Required action: Copy the passage about Captain Nemo word for word, from "We have long" up to and including "our own demise.".

Passage:

Captain Nemo was the one great fictional hero of my childhood. I envied the freedom he had, not just to roam the submarine realm, but his complete detachment from the insanity of his species. He had the freedom to choose between siding with people and siding with the beast, and he understood that the world of the free and honest wilderness was preferable to the contradictions and deceptions of the homo corpus iuris civilis or that anthropocentric body of law as written by human beings.

Nemo understood that the one great attribute that has allowed humankind to rise to dominance over nature is the same attribute that will someday destroy us: our remarkable ability to adapt to changing environments. It is a skill that has allowed us to survive the last great ice age. By virtue of our adaptive abilities, we have peopled all of the continents of the earth. We have exterminated any species that has gotten in our way and reformed the very landscape itself, where it has not conformed to our desires.

In our quest for territorial conquest, we have anthropocentrized the planet and brought it into accordance with the unilateral laws of humankind. We have stolen the homes of a hundred million species, and we have taken it all for ourselves. There is no spot too deep, too dry, too low, too wet, too high, too forsaken, for us not to invade, and no place we have not sought to develop for our profit and our pleasure.

We have long forgotten that humans without animals and humans without plants are humans without anything at all. It is the interdependence of all species, plants, and animals that allows us to participate in the mystery of life. Every extinction, every extirpation, every loss of habitat loosens our hold on the eco-reality of survival and brings us closer to the day of our own demise.

There are certain skills that we possess as a species that allow us to adapt easily — perhaps too easily. Because of these skills, we have weathered wars, famines, plagues, natural disasters, and personal tragedies. We survive.

The first skill is our ability to forget easily. Being able to forget makes it easier to get on with a new life. The second skill is being able to live in the present without giving too much thought to long-term consequences. This allows us to take what we need now, when and where we need it. These skills stood us in good stead when we lived in a world where our numbers were limited, and when resources were bountiful. If we killed all the animals in one area or ate all the plants, we could simply move on to the next hunting and gathering ground. Eventually, the habitat that we had plundered would rejuvenate itself.

A third skill was one that we shared with wolves and hyenas: The ability to hunt and cooperate in packs. For us, the packs became tribes, and today these tribes have evolved into nations. The problem is that tribalism does not work when there are no more frontiers. There no longer exists the possibility of moving on to greener pastures. The pastures are all occupied. Yet although we have encompassed the globe with our numbers, we have retained a belief in the separateness of our cultures. This separateness is the breeding ground of continuing conflict and prejudice. We do not see one species of Homo sapiens; we see hundreds of competing subspecies of the same.

Data to examine:
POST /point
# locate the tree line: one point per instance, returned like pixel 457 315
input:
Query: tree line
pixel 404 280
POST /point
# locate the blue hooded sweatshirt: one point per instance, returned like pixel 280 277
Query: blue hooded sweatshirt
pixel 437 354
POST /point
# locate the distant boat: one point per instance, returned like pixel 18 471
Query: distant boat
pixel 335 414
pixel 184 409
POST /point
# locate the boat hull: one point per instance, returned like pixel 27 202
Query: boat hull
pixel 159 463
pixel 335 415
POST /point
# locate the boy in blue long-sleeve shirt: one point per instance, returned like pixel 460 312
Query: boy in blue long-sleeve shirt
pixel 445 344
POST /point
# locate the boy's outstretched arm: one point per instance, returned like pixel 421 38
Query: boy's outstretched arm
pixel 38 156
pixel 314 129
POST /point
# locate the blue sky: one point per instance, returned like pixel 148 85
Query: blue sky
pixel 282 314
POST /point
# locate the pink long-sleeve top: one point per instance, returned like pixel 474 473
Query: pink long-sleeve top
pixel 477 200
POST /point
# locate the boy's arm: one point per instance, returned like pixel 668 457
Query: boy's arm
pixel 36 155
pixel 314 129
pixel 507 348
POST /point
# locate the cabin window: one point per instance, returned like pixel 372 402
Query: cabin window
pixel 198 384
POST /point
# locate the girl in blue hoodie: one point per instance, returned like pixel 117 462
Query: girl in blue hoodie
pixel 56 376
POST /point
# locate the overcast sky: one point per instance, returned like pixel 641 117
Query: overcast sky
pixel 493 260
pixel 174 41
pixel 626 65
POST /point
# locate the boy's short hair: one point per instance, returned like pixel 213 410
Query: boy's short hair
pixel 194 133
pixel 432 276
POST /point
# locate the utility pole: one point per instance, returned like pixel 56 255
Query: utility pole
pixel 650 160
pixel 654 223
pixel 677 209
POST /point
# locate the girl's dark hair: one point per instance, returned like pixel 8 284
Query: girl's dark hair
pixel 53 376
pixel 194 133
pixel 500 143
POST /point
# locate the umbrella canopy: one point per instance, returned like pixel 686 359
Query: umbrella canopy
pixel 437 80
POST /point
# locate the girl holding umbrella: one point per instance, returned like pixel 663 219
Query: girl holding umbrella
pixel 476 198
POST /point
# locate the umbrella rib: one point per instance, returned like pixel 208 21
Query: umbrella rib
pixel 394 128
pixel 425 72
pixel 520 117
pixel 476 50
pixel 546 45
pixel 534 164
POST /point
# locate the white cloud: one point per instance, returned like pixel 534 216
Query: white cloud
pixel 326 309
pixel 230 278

Result:
We have long forgotten that humans without animals and humans without plants are humans without anything at all. It is the interdependence of all species, plants, and animals that allows us to participate in the mystery of life. Every extinction, every extirpation, every loss of habitat loosens our hold on the eco-reality of survival and brings us closer to the day of our own demise.